The entries below contain a line with "Where can the blurred" and a line with "Where can the outdoor chair". Quote exactly those two lines and all lines between them.
Top of The input
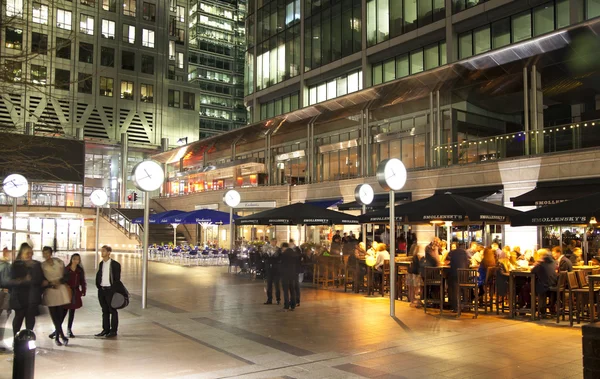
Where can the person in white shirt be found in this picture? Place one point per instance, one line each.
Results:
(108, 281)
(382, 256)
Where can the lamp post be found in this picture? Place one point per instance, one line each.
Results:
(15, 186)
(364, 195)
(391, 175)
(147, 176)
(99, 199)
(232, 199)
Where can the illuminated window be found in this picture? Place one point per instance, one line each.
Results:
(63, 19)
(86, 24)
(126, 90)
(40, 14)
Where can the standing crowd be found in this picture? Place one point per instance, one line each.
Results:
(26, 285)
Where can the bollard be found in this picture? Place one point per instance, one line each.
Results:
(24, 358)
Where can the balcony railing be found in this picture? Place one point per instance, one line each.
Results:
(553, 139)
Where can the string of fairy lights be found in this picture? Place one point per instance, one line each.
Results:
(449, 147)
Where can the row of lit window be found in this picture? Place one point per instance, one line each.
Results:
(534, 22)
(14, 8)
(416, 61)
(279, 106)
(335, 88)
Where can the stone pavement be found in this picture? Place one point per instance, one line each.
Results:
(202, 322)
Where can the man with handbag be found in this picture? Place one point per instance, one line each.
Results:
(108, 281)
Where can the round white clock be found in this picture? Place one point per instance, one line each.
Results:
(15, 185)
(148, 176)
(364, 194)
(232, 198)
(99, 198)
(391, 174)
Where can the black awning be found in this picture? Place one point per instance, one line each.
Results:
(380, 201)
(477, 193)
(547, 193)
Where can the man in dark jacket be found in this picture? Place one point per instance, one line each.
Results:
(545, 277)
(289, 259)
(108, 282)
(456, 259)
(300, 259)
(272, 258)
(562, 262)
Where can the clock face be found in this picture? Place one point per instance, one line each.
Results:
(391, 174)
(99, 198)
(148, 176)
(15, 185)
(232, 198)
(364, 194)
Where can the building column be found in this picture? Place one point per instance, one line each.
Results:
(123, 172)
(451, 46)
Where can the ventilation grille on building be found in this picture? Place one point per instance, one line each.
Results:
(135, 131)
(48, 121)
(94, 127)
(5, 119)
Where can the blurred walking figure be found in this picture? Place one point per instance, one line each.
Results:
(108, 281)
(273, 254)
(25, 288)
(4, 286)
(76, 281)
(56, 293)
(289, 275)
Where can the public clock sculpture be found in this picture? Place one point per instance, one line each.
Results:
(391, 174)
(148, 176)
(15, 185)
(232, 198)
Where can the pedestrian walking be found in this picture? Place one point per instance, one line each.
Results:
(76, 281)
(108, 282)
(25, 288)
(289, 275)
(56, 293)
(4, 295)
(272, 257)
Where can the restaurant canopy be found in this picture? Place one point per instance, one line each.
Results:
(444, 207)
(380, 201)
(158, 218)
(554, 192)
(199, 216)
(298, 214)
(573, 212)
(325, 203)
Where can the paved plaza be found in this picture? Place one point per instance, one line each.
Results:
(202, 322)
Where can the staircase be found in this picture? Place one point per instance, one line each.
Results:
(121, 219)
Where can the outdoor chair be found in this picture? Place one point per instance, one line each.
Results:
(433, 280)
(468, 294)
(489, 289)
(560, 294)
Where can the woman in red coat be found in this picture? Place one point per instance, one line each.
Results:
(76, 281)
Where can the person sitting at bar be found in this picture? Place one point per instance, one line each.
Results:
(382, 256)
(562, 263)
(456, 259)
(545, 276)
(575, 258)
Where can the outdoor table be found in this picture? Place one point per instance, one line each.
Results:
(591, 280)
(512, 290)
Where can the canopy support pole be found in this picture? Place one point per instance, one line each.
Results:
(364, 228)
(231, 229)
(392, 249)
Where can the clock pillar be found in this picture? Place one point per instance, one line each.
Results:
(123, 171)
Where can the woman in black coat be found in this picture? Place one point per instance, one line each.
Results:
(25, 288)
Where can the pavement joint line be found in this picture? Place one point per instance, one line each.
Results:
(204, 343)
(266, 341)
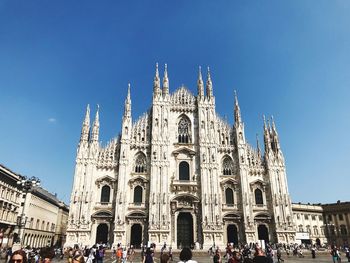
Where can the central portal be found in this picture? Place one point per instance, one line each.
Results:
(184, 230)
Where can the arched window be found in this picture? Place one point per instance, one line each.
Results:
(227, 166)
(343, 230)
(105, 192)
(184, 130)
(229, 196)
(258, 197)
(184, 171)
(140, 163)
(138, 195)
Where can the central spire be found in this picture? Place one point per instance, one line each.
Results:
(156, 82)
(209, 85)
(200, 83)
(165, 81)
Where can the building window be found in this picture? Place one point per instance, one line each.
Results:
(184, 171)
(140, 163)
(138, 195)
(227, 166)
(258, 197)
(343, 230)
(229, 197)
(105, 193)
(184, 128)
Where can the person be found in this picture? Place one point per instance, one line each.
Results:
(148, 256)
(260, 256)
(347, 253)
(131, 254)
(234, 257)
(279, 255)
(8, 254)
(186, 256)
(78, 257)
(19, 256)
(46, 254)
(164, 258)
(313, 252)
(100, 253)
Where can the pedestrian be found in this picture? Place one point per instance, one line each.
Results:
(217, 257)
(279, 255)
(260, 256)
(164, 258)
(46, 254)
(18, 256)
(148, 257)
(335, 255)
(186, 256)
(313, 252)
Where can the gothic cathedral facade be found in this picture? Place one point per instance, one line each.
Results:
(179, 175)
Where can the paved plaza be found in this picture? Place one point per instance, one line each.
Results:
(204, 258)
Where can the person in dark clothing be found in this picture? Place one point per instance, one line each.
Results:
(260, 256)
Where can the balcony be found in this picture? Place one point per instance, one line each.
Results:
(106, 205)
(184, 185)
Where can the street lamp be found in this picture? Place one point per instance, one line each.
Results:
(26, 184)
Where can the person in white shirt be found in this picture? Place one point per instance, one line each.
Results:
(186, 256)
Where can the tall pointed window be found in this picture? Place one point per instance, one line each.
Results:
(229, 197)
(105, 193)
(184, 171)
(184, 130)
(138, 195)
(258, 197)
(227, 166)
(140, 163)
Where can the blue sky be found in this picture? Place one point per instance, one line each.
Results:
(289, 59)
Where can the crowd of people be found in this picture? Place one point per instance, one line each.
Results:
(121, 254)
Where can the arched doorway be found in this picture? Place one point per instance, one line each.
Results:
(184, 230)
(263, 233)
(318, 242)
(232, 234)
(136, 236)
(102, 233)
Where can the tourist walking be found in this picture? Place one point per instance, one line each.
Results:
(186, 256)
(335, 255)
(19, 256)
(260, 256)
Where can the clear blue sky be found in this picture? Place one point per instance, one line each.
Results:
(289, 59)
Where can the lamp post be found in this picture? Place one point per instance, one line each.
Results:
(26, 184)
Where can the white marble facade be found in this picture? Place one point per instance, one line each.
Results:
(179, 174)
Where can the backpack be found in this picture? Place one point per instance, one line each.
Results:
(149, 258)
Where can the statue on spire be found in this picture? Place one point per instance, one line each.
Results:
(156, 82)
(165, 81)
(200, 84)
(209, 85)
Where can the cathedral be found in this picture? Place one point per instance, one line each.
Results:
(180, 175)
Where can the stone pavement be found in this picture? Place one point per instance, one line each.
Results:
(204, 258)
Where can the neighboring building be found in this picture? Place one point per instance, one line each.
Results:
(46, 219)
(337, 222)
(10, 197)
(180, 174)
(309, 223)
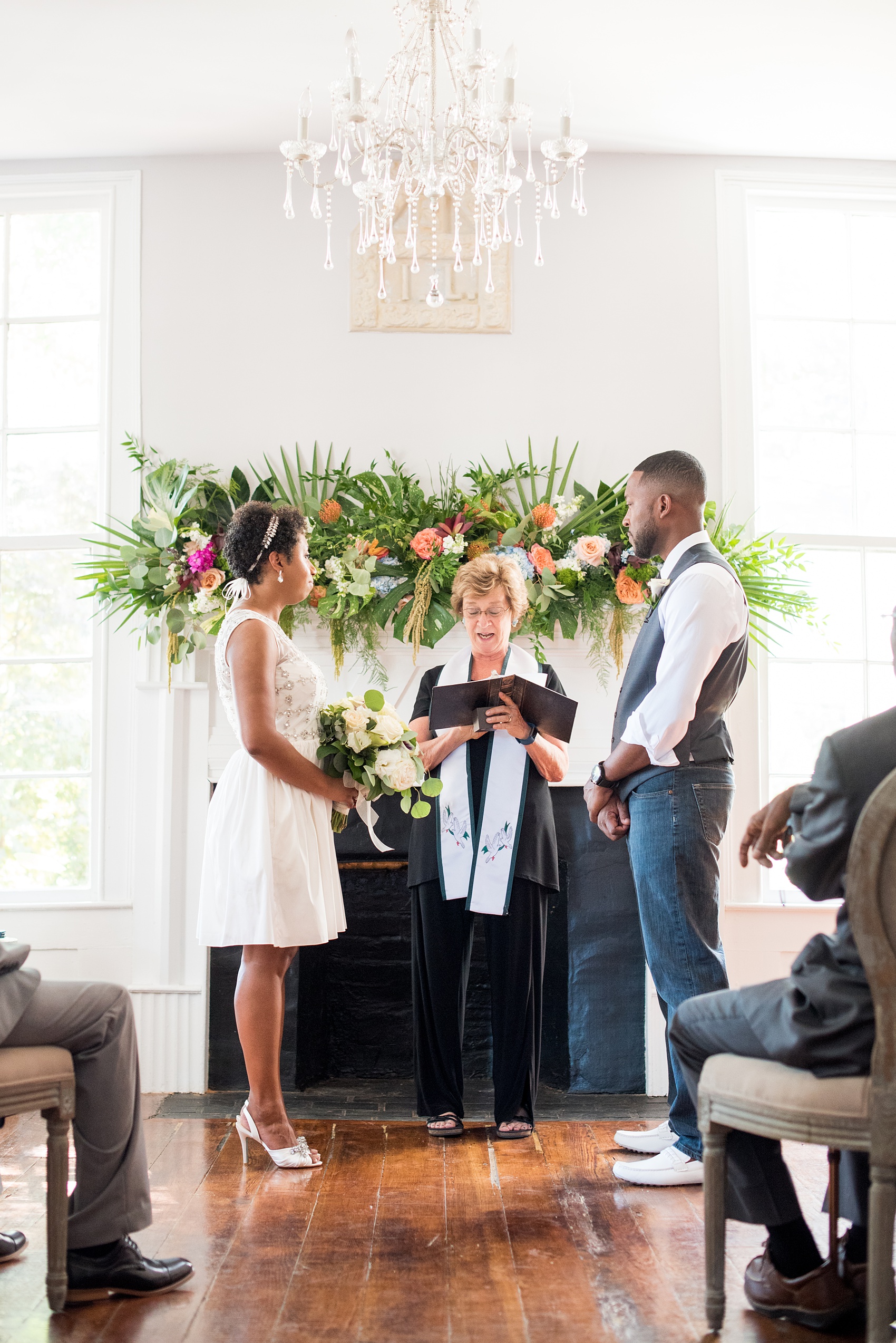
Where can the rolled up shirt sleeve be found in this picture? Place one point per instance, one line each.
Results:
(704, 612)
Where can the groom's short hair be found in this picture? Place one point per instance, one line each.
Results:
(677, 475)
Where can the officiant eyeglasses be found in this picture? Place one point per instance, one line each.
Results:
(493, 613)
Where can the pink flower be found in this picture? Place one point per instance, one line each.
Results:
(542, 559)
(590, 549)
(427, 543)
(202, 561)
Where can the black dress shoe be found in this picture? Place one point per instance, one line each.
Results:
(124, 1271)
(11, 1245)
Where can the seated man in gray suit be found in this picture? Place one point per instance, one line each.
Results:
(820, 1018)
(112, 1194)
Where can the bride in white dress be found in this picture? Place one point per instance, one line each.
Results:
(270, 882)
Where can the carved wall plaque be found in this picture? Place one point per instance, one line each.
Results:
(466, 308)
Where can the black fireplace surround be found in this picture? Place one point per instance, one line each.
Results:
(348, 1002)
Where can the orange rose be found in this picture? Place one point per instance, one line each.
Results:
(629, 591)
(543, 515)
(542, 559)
Bottom of The input
Problem solution>
Where can the blurred walking figure be found in this picture? Place one point per instance, one line each.
Results:
(108, 281)
(273, 254)
(25, 288)
(4, 286)
(76, 281)
(56, 293)
(289, 275)
Where can the public clock sculpture be found in this picture? Place one point per instance, one line each.
Results:
(391, 174)
(148, 176)
(15, 185)
(232, 198)
Where can the pedestrian walking be found in this picture? Place one point per instance, one line each.
Results:
(76, 281)
(108, 282)
(25, 288)
(289, 275)
(56, 293)
(4, 295)
(272, 257)
Where can the restaurant canopy be found in this picture? Place one point per instance, one line each.
Results:
(444, 207)
(380, 201)
(158, 218)
(554, 192)
(199, 216)
(298, 214)
(573, 212)
(325, 203)
Where can the paved plaza be found in this picture? Place one point per instance, one line each.
Results:
(202, 322)
Where can the staircase be found in this picture? Place one point per instance, one line each.
Results:
(121, 219)
Where can the outdoor chair be found in this picture? Place one point per instance, one line each.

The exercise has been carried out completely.